| TEXT PROVIDED |
— begin —

In 1986, throughout England the metropolitan county councils were abolished. The functions of the county council were devolved to the boroughs; joint-boards covering fire, police and public transport; and to other special joint arrangements. The joint boards continue to function and include the South Yorkshire Passenger Transport Executive. The South Yorkshire Police and Crime Commissioner also oversees South Yorkshire Police.

Although the county council was abolished, South Yorkshire remains a metropolitan and ceremonial county with a Lord Lieutenant of South Yorkshire and  a High Sheriff.

Geography
The metropolitan county borders Derbyshire, West Yorkshire, North Yorkshire, the East Riding of Yorkshire, Lincolnshire and Nottinghamshire.
The terrain of the county is mostly distinguished by the Pennines and its foothills which rise in the west of the county and gradually descend into the Humberhead Levels in the east of the county. Geologically, the county lies largely on the carboniferous rocks of the Yorkshire coalfield in the outer Pennine fringes, producing a rolling landscape with hills, escarpments and broad valleys. In this landscape, there is widespread evidence of both current and former industrial activity. There are numerous mine buildings, former spoil heaps and iron and steel plants. The scenery is a mixture of built up areas, industrial land with some dereliction, and farmed open country. Ribbon developments along transport routes including canal, road and rail are prominent features of the area although some remnants of the pre industrial landscape and semi-natural vegetation still survive. 

The Pennines in the west of the county are mostly inside the Peak District National Park and also contain carboniferous rocks, with the underlying geology primarily being millstone grit sandstones of the Dark Peak rising from the Yorkshire coalfield and the terrain is mostly moorland plateaus and gritstone edges. The inner Pennine fringes  between the Dark Peak and Yorkshire coalfield are distinguished by many steep valleys, and a transition from uplands and rural landscape to lowlands and urban landscape towards the east of the county. Major rivers which cross the area are the Dearne, Rother and Don. To the east, in the Doncaster area the landscape becomes flatter as the eastward dipping carboniferous rocks of the coalfield are overlain by the lacustrine deposits of the Humberhead Levels.

Green belt

South Yorkshire contains green belt throughout the county, surrounding its four districts to large extents. It was first drawn up from the 1950s. The western edge of the Sheffield and Barnsley districts directly form with the boundary of the Peak District National Park.

Settlements

The table below outlines many of the county's settlements, and is formatted according to their metropolitan borough.

Of these settlements above, South Yorkshire has three main urban areas: the Dearne Valley which covers Barnsley and surrounding area; the Sheffield urban area which covers Sheffield, Rotherham and surrounding area; and the Doncaster urban area which covers Doncaster and surrounding area.

Governance

The South Yorkshire County Council was abolished and its districts effectively became unitary authorities; they are the City of Sheffield, the City of Doncaster, the Metropolitan Borough of Barnsley and the Metropolitan Borough of Rotherham.

— end —

| WHAT THIS EXERCISE ASKS |
1. Please transcribe from the South Yorkshire text the part that opens with the words containing "The table below" and closes with "Borough of Rotherham.".
2. Decide whether each statement below agrees with the South Yorkshire text, answering yes or no and quoting the deciding words: (a) The metropolitan county councils were abolished in 1986. (b) The county's green belt was first drawn up in the 1970s. (c) The Dearne, Rother and Don are major rivers that cross the area.

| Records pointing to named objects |
— begin —

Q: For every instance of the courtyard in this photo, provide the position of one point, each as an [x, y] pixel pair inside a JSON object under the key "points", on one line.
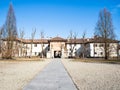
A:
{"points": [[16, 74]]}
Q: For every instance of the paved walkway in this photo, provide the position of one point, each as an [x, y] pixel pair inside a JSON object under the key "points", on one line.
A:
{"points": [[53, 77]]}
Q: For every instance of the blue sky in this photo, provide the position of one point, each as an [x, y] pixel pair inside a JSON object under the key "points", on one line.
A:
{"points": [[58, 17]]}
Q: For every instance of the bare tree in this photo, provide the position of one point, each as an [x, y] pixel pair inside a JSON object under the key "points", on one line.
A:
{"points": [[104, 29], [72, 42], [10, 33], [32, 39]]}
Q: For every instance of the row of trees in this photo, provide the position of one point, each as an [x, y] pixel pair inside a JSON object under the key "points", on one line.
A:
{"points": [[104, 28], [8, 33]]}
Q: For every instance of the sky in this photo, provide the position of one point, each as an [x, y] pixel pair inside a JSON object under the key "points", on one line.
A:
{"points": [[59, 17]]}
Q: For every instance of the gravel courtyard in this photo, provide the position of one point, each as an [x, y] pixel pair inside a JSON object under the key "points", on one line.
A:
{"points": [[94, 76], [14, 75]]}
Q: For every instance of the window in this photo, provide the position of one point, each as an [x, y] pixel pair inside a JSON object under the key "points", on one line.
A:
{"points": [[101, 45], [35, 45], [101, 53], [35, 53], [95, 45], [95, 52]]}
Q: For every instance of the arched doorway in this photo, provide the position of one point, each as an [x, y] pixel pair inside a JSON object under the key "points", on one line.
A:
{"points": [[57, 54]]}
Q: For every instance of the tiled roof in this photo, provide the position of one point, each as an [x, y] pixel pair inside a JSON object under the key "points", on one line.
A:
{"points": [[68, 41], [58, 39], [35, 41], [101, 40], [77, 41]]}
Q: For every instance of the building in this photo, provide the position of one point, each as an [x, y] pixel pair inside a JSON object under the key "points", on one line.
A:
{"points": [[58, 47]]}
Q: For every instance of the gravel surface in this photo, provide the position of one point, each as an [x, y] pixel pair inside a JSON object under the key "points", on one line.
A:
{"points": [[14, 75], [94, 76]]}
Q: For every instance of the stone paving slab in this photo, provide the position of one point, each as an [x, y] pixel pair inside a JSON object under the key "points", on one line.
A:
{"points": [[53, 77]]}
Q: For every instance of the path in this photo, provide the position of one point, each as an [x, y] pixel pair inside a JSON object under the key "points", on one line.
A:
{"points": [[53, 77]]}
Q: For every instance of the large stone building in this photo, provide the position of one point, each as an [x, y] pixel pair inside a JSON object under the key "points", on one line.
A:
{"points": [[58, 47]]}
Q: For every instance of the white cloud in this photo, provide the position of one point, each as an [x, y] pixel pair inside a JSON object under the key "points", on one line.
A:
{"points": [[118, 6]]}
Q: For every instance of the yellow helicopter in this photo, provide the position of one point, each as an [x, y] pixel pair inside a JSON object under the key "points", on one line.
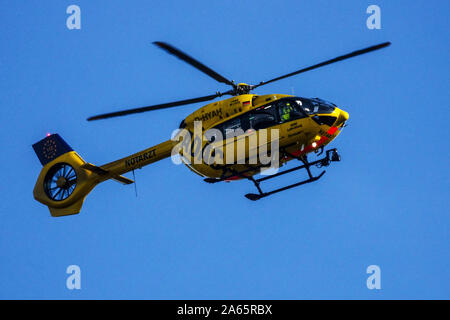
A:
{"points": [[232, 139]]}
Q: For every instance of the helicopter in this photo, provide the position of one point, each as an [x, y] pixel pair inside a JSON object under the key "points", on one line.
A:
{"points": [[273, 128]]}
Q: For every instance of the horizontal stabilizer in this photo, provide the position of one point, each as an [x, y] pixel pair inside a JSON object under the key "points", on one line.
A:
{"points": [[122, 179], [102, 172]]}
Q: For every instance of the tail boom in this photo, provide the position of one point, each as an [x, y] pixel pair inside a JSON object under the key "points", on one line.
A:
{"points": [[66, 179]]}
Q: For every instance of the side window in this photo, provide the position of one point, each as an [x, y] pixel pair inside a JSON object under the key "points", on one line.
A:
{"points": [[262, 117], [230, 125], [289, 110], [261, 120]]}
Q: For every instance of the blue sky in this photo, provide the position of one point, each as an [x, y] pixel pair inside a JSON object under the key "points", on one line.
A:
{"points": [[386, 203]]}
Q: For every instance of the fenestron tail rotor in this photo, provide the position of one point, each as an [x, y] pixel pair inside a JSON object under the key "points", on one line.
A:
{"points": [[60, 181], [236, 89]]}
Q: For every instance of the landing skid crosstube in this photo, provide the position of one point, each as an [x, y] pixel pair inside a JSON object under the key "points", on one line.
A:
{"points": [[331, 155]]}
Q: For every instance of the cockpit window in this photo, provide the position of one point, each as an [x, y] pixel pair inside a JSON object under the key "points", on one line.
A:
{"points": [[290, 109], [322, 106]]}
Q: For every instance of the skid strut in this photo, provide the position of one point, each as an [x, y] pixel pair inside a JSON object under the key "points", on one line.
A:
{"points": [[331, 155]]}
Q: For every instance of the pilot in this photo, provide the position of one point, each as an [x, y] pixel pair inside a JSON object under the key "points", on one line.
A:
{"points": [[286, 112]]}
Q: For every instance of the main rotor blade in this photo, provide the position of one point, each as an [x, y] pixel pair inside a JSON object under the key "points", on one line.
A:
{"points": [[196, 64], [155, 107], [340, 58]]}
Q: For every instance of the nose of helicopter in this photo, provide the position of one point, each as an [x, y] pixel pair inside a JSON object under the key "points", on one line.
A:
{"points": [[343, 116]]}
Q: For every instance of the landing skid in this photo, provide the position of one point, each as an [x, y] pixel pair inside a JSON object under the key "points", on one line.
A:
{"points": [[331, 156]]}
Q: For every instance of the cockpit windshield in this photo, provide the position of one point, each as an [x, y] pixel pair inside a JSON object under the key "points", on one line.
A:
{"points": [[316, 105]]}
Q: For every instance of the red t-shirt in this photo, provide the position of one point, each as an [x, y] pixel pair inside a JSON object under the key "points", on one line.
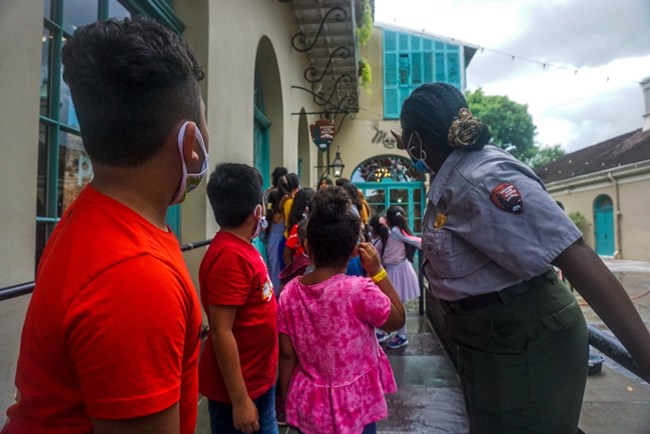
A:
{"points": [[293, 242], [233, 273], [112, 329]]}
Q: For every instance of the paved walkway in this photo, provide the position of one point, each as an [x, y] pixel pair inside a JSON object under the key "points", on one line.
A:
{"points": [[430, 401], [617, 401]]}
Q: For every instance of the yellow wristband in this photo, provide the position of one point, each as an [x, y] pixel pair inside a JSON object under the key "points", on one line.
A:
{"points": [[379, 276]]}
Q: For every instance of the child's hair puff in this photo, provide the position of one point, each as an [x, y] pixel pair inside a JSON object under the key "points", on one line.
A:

— end —

| SOLVED TASKS |
1.
The table below outlines many of the county's settlements, and is formatted according to their metropolitan borough.

Of these settlements above, South Yorkshire has three main urban areas: the Dearne Valley which covers Barnsley and surrounding area; the Sheffield urban area which covers Sheffield, Rotherham and surrounding area; and the Doncaster urban area which covers Doncaster and surrounding area.

Governance

The South Yorkshire County Council was abolished and its districts effectively became unitary authorities; they are the City of Sheffield, the City of Doncaster, the Metropolitan Borough of Barnsley and the Metropolitan Borough of Rotherham.

2.
(a) Yes: "In 1986, throughout England the metropolitan county councils were abolished."
(b) No: "It was first drawn up from the 1950s."
(c) Yes: "Major rivers which cross the area are the Dearne, Rother and Don."